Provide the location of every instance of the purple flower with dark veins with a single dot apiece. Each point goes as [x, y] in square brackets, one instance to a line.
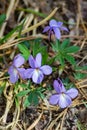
[55, 28]
[63, 97]
[14, 71]
[37, 72]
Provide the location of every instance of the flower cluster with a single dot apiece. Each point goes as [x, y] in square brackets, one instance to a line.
[63, 97]
[14, 71]
[55, 28]
[36, 72]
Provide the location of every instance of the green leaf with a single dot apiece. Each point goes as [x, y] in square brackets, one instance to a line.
[72, 49]
[26, 102]
[2, 18]
[10, 34]
[2, 87]
[56, 46]
[33, 98]
[23, 93]
[24, 50]
[70, 59]
[65, 43]
[80, 68]
[79, 75]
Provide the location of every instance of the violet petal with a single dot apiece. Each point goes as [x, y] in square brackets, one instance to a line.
[53, 23]
[13, 74]
[21, 72]
[54, 99]
[72, 92]
[59, 24]
[37, 76]
[58, 86]
[64, 100]
[46, 69]
[46, 29]
[38, 60]
[29, 73]
[57, 33]
[32, 61]
[18, 60]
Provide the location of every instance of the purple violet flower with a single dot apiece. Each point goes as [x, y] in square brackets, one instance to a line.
[14, 71]
[37, 72]
[55, 28]
[63, 97]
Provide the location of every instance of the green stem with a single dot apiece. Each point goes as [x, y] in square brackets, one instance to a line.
[33, 12]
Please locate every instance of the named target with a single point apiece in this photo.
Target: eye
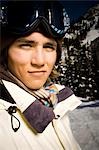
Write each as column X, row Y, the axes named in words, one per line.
column 25, row 46
column 49, row 48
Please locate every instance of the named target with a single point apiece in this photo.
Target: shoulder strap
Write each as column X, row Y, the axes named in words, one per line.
column 5, row 95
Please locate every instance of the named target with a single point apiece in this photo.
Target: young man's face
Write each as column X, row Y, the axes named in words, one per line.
column 31, row 59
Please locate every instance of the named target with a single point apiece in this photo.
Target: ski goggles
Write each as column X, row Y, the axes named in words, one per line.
column 23, row 16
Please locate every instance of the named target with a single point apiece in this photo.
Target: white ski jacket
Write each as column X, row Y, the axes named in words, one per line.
column 56, row 136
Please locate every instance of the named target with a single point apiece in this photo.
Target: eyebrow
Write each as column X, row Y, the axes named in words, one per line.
column 50, row 43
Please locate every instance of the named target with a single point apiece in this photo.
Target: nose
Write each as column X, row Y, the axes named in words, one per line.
column 38, row 57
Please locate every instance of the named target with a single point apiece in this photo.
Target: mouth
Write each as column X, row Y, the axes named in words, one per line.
column 37, row 73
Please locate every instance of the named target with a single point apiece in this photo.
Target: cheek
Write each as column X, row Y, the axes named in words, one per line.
column 52, row 59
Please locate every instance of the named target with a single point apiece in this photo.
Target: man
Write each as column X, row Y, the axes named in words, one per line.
column 33, row 110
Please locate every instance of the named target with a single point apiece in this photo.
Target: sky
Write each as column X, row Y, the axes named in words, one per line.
column 77, row 8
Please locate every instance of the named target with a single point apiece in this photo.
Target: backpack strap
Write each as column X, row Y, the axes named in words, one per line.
column 5, row 95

********

Set the data above down again exactly as given, with no pictures.

Finished answer:
Provide the location of every instance of the purple flower with dark veins with a single dot apiece. Each point goes as [x, y] in square brackets, one instance to a line.
[55, 28]
[63, 97]
[14, 71]
[37, 72]
Provide the location of every instance of the flower cluster with a single dot apiece. Each point goes as [x, y] in square brackets, one instance to a line.
[63, 97]
[14, 71]
[55, 28]
[36, 72]
Provide the location of every instance of the green leaf with a single dot apiece. Each point goes as [x, y] in square brackets, one instance to a line.
[72, 49]
[26, 102]
[2, 18]
[10, 34]
[2, 87]
[56, 46]
[33, 98]
[23, 93]
[24, 50]
[70, 59]
[65, 43]
[80, 68]
[79, 75]
Provide the location of every instance of the violet petal with a single dot apiece. Each point goes as [x, y] in square brackets, one instance to a line.
[53, 23]
[13, 74]
[21, 72]
[54, 99]
[72, 92]
[59, 24]
[37, 76]
[58, 86]
[64, 100]
[46, 69]
[46, 29]
[38, 60]
[29, 73]
[57, 33]
[32, 61]
[18, 60]
Provide the location of every instance of the purple violet flower with a single dot apiece. Each point goes as [x, y] in square brackets, one instance to a line.
[14, 71]
[37, 72]
[55, 28]
[63, 97]
Provide the location of every instance of the green stem with a single dot apiece. Each point goes as [x, y] in square brackets, one instance to a line.
[33, 12]
Please locate every instance of the named target with a single point apiece in this photo.
Target: eye
Write each as column X, row Y, the axes named in words, one per line.
column 25, row 46
column 49, row 48
Please locate every instance of the named target with a single point apiece in this photo.
Target: shoulder strap
Write each as column X, row Y, the axes named in words, one per line.
column 5, row 95
Please locate every instance of the named target with a single point apiece in this photo.
Target: young man's face
Write each as column X, row Y, the axes named in words, one per line.
column 31, row 59
Please locate every instance of the named target with a single point apiece in this photo.
Target: ski goggles
Write each as column X, row Y, the axes named in words, one per line.
column 23, row 16
Please locate every instance of the named target with a single point apiece in this photo.
Target: white ski jacket
Write each as column X, row Y, the axes named in words, one per line.
column 56, row 136
Please locate every instance of the named target with a single point apiece in this photo.
Target: eyebrow
Write each as column X, row Y, the axes named in words, one per line.
column 50, row 43
Please locate every instance of the named target with a single point apiece in this photo.
Target: nose
Write each as column X, row Y, the axes named in words, one per line.
column 38, row 57
Please locate every instance of the named target with a single point apiece in this photo.
Target: mouth
Write each as column X, row Y, the axes named in words, one per line.
column 37, row 73
Please locate every instance of the named target with a single point apiece in this photo.
Target: cheek
Write each as column X, row Y, the axes named in words, one per line.
column 52, row 59
Please locate every instance of the named target with a single point apiece in this photo.
Target: man
Write each as column X, row Y, the axes named in words, one per line.
column 33, row 110
Please locate every instance of the named target with a single point apiece in this photo.
Target: sky
Write each as column X, row Y, the axes named in words, one per line.
column 77, row 8
Please locate every instance of the named target with a single point apiece in this photo.
Target: backpack strap
Write each as column X, row Y, the axes named in words, one per line.
column 5, row 95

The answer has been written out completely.